» Task prompt
Can you extend the news article below on Assura's £200 million disposal milestone, picking up after its last paragraph?

» Passage for review
Assura achieves £200m disposal milestone in bid to reduce net debt

Altrincham-headquartered healthcare property investor Assura has sold seven assets for £64 million into a healthcare joint venture it owns a share in.
This brings their disposals since the start of the financial year to 30 for a total amount of £200 million, at a weighted average net initial yield of 4.8%.
The proceeds will be deployed to reduce the acquisition debt used to finance the £500 million private hospital portfolio acquired in August 2024 at 5.9% yield on cost and is part of Assura’s overall debt reduction plans.
In a statement to the stock market this morning Assura said the sale reinforces that the quality of their portfolio and insisted the resilience of its underlying cash flows remain highly attractive to the investment market.
Jonathan Murphy, CEO, said: “Reaching this £200 million milestone in our disposal programme means we are on track to achieve our target of net debt to EBITDA below 9 times and LTV below 45% well ahead of the previously outlined timetable. This accelerated delivery and our ability to achieve sales is testament to our operational excellence and the quality and attractiveness of our property portfolio.
“The disposal programme was announced at the time of our transformational acquisition of high-quality private hospital assets in August 2024. The acquisition has positioned Assura as a leader in a structurally supported market, and has cemented our position as the UK’s leading diversified healthcare REIT offering an attractive investment opportunity into favourable long-term trends.”
Last month private equity investor KKR made a series of audacious bids for Assura offering a 28% premium to current trading, which the board rejected, with mixed reactions from shareholders.

» Dataset extract
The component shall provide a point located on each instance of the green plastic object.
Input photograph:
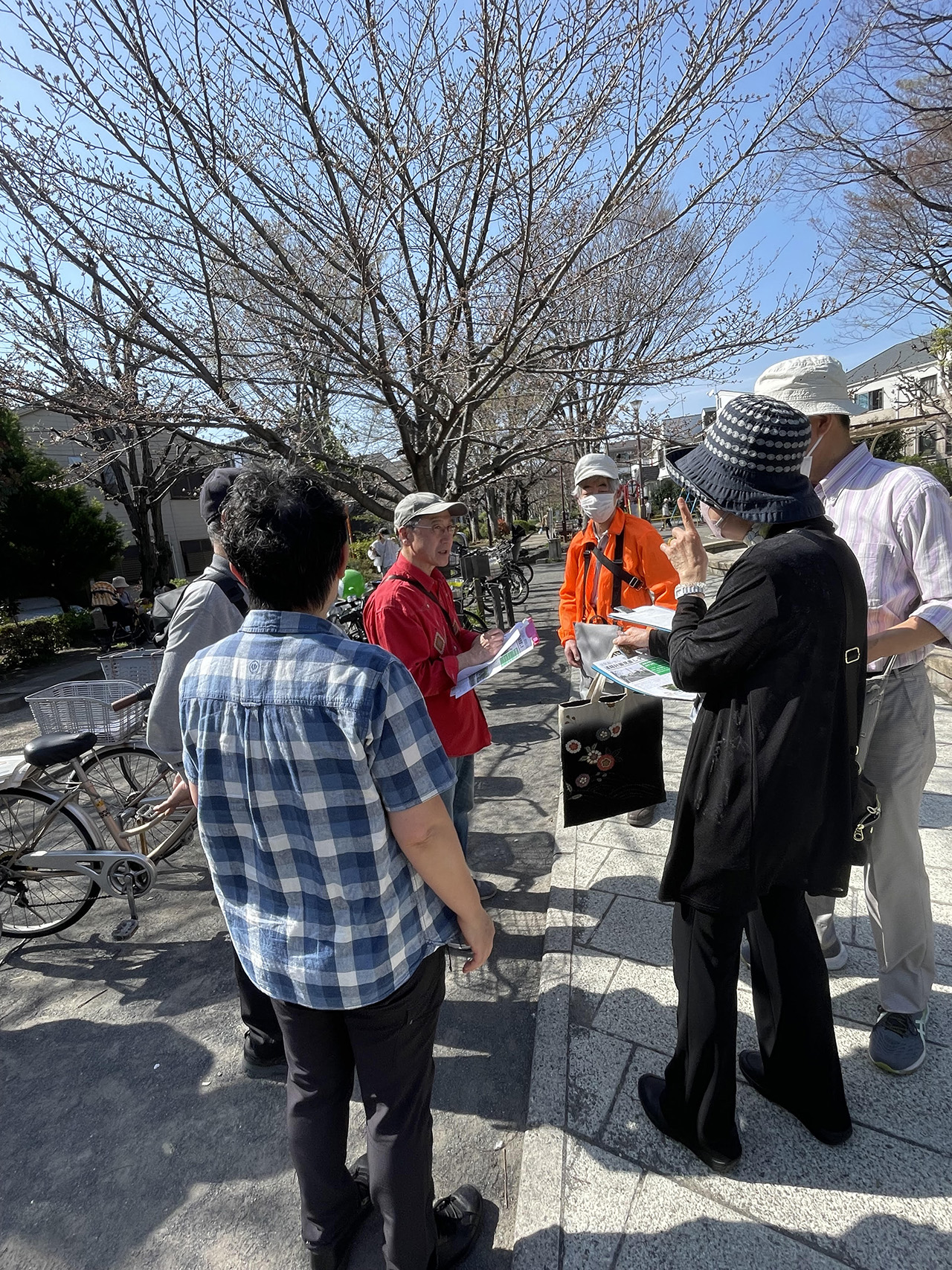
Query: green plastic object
(352, 583)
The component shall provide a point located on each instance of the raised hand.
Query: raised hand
(686, 550)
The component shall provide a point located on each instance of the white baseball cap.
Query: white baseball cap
(596, 465)
(424, 504)
(813, 385)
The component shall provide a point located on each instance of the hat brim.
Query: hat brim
(433, 510)
(763, 498)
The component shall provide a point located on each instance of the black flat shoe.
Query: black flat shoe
(752, 1068)
(333, 1257)
(458, 1219)
(650, 1090)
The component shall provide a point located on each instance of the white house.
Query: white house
(901, 388)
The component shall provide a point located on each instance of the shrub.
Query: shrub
(39, 638)
(25, 643)
(939, 468)
(359, 559)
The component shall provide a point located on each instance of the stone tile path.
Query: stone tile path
(601, 1187)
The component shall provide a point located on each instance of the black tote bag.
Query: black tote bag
(611, 754)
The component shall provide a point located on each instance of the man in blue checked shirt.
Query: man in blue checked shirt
(318, 779)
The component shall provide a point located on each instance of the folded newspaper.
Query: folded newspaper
(519, 641)
(637, 673)
(648, 615)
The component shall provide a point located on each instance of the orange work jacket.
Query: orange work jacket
(643, 557)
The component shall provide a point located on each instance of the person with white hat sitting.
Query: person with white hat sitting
(898, 520)
(616, 559)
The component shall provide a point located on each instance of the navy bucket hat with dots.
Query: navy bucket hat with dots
(749, 463)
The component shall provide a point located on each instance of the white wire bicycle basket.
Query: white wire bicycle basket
(86, 705)
(138, 666)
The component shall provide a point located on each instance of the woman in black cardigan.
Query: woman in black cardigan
(765, 806)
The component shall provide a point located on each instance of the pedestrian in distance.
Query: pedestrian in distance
(211, 607)
(384, 550)
(617, 559)
(319, 780)
(767, 801)
(898, 520)
(413, 615)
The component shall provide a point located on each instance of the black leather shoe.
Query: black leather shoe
(333, 1257)
(752, 1068)
(650, 1090)
(268, 1065)
(458, 1219)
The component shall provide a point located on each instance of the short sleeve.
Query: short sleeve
(406, 758)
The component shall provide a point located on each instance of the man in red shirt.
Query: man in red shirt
(411, 614)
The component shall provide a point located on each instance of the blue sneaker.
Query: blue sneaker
(898, 1042)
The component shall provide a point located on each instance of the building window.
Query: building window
(928, 386)
(927, 442)
(197, 554)
(188, 485)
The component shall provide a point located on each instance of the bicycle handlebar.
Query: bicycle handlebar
(143, 695)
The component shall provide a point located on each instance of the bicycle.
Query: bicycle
(54, 860)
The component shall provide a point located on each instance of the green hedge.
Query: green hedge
(39, 638)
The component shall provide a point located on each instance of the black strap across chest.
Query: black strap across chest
(402, 577)
(617, 571)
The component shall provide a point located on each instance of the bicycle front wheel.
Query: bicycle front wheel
(32, 901)
(518, 585)
(132, 780)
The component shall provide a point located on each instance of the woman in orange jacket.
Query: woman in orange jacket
(616, 559)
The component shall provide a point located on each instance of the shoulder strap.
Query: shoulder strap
(614, 567)
(233, 589)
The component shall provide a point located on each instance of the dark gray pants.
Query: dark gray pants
(390, 1045)
(792, 1010)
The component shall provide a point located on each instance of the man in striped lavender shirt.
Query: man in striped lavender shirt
(898, 521)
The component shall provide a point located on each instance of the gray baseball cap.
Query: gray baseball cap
(424, 504)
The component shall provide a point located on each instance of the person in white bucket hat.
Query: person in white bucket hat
(898, 521)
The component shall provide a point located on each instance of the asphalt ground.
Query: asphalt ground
(131, 1135)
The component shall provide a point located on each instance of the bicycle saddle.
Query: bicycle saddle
(59, 748)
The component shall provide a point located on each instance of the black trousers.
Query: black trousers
(391, 1047)
(791, 1006)
(263, 1039)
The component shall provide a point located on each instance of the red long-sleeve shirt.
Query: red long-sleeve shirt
(424, 632)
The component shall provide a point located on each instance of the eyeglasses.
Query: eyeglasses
(440, 530)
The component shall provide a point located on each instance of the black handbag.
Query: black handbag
(611, 754)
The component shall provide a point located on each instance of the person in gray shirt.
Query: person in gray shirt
(211, 609)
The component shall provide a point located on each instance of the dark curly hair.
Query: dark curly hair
(283, 530)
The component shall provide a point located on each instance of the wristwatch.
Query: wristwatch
(688, 589)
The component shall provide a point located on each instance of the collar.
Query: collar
(281, 621)
(614, 526)
(838, 476)
(404, 568)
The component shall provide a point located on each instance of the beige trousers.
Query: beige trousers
(896, 752)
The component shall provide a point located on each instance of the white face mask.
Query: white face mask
(716, 527)
(598, 507)
(806, 466)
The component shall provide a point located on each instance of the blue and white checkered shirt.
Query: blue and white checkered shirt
(300, 741)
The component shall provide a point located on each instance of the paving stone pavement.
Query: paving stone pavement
(602, 1187)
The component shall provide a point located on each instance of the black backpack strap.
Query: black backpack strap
(614, 567)
(233, 589)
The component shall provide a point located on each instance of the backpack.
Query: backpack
(165, 605)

» Response box
“The board’s reaction to KKR’s bid was somewhat surprising, given that Assura’s shares had been trading well below net asset value for some time,” said Marcus Phayre-Mudge, fund manager at TR Property Investment Trust.
While others others backed the board.
Romney Fox at Abrdn, a top 10 shareholder with a 2.9% stake in the company, said: “This country has a major healthcare crisis, the health secretary has specifically stated that more community healthcare space is part of the solution, and this is just the type of space that Assura, as the UK’s largest healthcare REIT, provides. The interest rate cycle has been tough on the value of property over the last few years, but we are now seeing signs of a recovery, so Assura should not rush into the arms of a suitor other than at a compelling price.”
Matthew Norris, head of real estate securities at Gravis, a top 20 shareholder, said: “There is exceptional rarity value to Assura, and the board is absolutely right to unanimously reject the approaches to date. Assura’s management team have built up a group with a leading portfolio of 600 healthcare assets, and with a very strong development capability. There is a clear strategy for the group, which means it is in a prime position to provide the critical healthcare infrastructure the NHS so badly wants and needs. So why would the management team want to sell the group on the cheap?”
The seven assets disposed of today have been sold into Assura’s £250 million joint venture with pension fund USS, which was party to two of KKR’s bids.
Assura retains a 20% equity interest in the joint venture resulting in net proceeds of £51 million. Following this transaction, the joint venture has gross assets of £172 million. Assura continues to act as property and asset manager to the joint venture, receiving management fees linked to the valuation of the portfolio.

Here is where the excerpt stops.